Your assignment: Could you retype all of the entries below word for word?
(Data for this task)
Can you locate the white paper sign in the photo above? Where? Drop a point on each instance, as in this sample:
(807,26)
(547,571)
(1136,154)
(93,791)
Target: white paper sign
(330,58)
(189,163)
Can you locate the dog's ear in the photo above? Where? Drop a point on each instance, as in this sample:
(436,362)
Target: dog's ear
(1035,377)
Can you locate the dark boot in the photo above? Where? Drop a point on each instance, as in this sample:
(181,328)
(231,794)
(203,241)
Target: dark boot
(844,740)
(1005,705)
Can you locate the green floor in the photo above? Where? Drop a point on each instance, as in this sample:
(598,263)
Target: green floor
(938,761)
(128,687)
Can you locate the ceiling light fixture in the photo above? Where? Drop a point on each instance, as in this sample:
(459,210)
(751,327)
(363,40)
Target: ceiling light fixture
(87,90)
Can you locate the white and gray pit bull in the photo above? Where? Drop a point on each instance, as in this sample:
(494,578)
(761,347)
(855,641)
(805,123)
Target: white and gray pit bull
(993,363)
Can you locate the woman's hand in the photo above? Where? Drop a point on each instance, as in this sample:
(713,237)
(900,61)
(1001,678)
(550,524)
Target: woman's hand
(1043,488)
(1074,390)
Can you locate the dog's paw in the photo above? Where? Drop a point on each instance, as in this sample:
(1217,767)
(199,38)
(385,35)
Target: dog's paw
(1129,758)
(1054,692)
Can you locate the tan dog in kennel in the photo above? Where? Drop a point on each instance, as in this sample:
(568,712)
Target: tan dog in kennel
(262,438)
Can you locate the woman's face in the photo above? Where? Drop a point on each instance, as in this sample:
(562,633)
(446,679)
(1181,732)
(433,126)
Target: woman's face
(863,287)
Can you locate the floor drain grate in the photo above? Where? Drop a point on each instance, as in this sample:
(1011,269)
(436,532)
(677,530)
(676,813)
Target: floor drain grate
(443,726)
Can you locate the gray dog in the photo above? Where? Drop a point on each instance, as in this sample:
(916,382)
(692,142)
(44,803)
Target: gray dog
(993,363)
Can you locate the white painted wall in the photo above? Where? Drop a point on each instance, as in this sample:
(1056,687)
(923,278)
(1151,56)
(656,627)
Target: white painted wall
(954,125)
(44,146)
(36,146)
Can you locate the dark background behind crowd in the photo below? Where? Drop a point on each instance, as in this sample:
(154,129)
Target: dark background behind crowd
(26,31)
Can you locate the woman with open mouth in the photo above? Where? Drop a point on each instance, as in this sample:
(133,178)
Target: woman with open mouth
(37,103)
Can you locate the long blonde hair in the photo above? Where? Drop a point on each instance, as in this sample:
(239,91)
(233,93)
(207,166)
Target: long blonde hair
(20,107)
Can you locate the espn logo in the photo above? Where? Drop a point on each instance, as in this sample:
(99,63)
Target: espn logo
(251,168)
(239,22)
(End Data for this task)
Result of this task:
Can you locate the white paper sign in the photo above? Where? Drop a point on each instance, as in this sample:
(807,26)
(547,571)
(1136,154)
(93,791)
Target: white paper sign
(330,58)
(189,163)
Can you locate the dog's ear in the photo above? Where? Drop a point on each instance, as in this sample:
(436,362)
Target: dog's ear
(1035,377)
Can you locate the dark boot in the photo above? Where? Drop a point on each instance, as in this sample:
(181,328)
(231,794)
(203,241)
Target: dark boot
(844,740)
(1005,705)
Can you locate the green floor in the photo above? Where? Drop a point on each instance, as in this sample:
(598,263)
Target: green floor
(938,761)
(128,687)
Can you locate the ceiling light fixture in the photo above? Where? Drop a point on each instance, as in this sample:
(459,210)
(751,327)
(363,40)
Target: ceiling light fixture
(87,90)
Can you locate the white and gray pit bull in the photo above? Where? Drop a point on each instance, as in this sample:
(494,578)
(761,347)
(855,641)
(805,123)
Target: white and gray pit bull
(993,363)
Can you locate the woman's hand in the photo above? Where? Drop a point on each instance, as in this sample:
(713,237)
(900,61)
(1001,678)
(550,524)
Target: woman's hand
(1043,488)
(1074,390)
Can you locate the dog's paw in the photo above? Where? Drop a point on each instance, as in this sample:
(1217,767)
(199,38)
(385,35)
Target: dog's paw
(1129,758)
(1054,692)
Can you locate the tan dog in kennel in the photo above? Where? Drop a point on each instance, as in this sample:
(568,712)
Target: tan dog in kennel
(262,438)
Can you locate the woman's face in the photo above? Where? Drop a point on each instance, as in this sample:
(562,633)
(446,679)
(1181,732)
(433,126)
Target: woman's face
(863,287)
Can you locate the floor drain grate in the photo above? Where? Drop a point on each instance, as in this sample:
(1011,269)
(436,532)
(677,530)
(676,813)
Target: floor drain grate
(443,726)
Can you locate the gray dog in the photo above? Where? Drop a point on each instance, as in this sample:
(916,382)
(692,142)
(44,803)
Target: gray dog
(993,363)
Can you locate the white painted wall in the photo above? Where? Drop a point on each instance, as in this sample:
(1056,687)
(923,278)
(1151,56)
(656,627)
Target: white painted wall
(954,125)
(44,146)
(36,146)
Can you locate the dark background behind crowd in the photo below? Where? Drop a point on each instance, as in this sample:
(154,129)
Target: dark background behind crowd
(26,31)
Can you locate the woman with open mouth in the photo above? Where? Drop a point on each instance, as in this sample:
(133,178)
Target: woman with open mouth
(37,103)
Can you locate the long blonde hair in the photo above? Where? Drop a point on each instance, as in this sample:
(239,91)
(233,93)
(207,166)
Target: long blonde hair
(20,107)
Can you locate the espn logo in the photo above? Where? Drop a point on each instance, as in this sample:
(99,63)
Target: espn logo
(251,168)
(239,22)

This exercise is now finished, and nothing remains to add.